INFORMATION START

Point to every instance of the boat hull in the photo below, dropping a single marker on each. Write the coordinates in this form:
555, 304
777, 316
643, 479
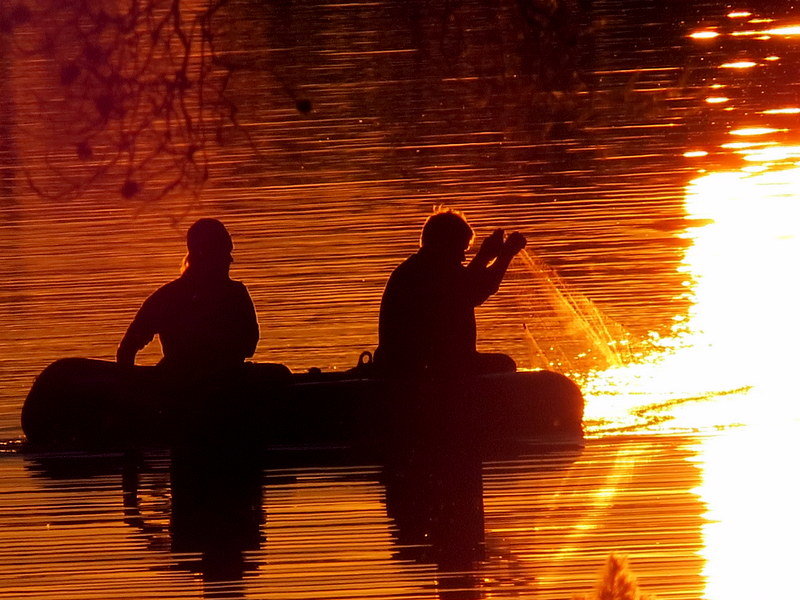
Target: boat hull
88, 404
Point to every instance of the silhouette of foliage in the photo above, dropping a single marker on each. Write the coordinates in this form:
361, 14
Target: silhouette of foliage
131, 92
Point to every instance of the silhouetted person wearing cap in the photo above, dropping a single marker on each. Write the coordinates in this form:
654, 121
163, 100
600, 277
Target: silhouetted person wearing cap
427, 318
205, 321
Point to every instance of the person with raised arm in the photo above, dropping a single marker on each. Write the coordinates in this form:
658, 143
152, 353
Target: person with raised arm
427, 315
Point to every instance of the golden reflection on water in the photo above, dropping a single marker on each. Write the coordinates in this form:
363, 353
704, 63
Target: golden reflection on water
750, 537
738, 342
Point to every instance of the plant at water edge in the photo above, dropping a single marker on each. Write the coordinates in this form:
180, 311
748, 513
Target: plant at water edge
617, 582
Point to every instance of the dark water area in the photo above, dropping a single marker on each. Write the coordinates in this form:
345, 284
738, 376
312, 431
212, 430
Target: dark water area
448, 527
648, 150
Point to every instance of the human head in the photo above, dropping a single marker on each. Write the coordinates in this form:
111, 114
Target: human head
447, 231
209, 244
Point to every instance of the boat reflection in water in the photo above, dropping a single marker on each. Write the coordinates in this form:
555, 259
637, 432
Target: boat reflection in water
208, 514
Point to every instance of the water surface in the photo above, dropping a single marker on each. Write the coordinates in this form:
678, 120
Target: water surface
650, 154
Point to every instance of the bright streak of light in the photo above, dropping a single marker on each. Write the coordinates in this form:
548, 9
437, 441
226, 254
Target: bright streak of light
704, 35
773, 154
785, 31
782, 111
740, 145
754, 131
741, 64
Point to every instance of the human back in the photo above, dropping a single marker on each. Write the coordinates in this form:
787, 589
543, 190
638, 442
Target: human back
205, 321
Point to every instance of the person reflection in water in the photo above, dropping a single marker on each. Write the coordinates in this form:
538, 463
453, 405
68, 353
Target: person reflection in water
427, 315
205, 321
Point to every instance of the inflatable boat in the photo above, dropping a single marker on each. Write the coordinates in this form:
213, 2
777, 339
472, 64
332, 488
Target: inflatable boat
89, 404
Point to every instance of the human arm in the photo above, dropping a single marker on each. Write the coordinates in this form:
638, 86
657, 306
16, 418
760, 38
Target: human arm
140, 333
249, 324
484, 279
490, 249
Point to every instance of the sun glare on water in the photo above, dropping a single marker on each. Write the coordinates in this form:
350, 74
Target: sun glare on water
731, 360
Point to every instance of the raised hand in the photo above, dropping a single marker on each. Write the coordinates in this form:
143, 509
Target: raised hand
492, 245
514, 243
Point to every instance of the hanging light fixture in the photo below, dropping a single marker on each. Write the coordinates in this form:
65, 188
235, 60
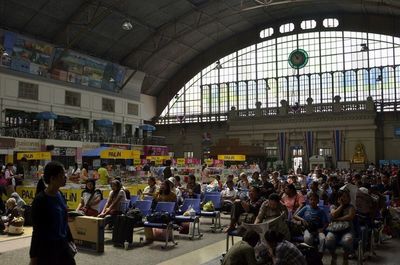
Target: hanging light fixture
218, 65
364, 47
127, 25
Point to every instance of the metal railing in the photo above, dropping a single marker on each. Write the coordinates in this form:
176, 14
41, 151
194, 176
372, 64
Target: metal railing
22, 132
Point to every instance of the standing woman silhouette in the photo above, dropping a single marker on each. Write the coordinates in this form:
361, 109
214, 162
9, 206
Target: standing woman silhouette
51, 235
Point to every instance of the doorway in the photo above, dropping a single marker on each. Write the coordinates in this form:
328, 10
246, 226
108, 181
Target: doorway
297, 157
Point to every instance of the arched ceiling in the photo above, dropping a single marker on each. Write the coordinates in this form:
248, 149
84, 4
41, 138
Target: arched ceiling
167, 34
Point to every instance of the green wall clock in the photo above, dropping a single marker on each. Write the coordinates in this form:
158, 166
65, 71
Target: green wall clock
298, 59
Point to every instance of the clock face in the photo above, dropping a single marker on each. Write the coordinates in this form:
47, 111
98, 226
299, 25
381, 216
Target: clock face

INFORMATION END

◆ WORK INSTRUCTIONS
Search the entries for the word "below" and show every line that has it.

◆ SOLUTION FOR THIS TASK
Point to every instance of the boat hull in the photo below, dropping a single marker on each. Write the coordinates in this form:
Point to every instance of the hanging light fixture in the photo below, dropping a single marker on each. Write the coordinates in this form:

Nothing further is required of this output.